◆ Work instruction ◆
Each line of the data below containing "cheese" needs to be listed.

◆ Information given ◆
•••
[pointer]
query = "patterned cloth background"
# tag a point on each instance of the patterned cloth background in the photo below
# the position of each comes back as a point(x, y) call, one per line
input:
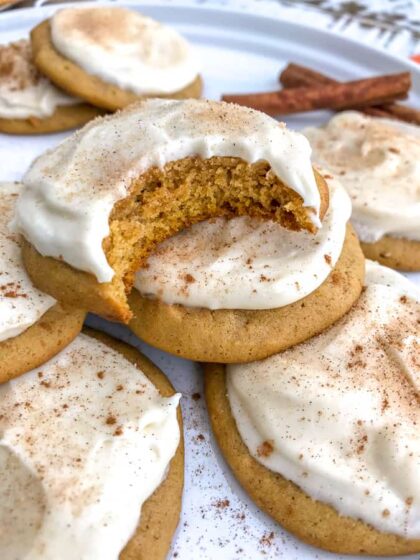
point(390, 24)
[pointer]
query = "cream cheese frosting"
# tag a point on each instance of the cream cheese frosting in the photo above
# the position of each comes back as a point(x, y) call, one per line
point(142, 55)
point(84, 441)
point(378, 162)
point(24, 93)
point(246, 263)
point(69, 191)
point(21, 304)
point(339, 415)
•••
◆ Expected output ◆
query = "cream cheese frosting"
# tag a point on each instance of the cream cheese frosting in the photo above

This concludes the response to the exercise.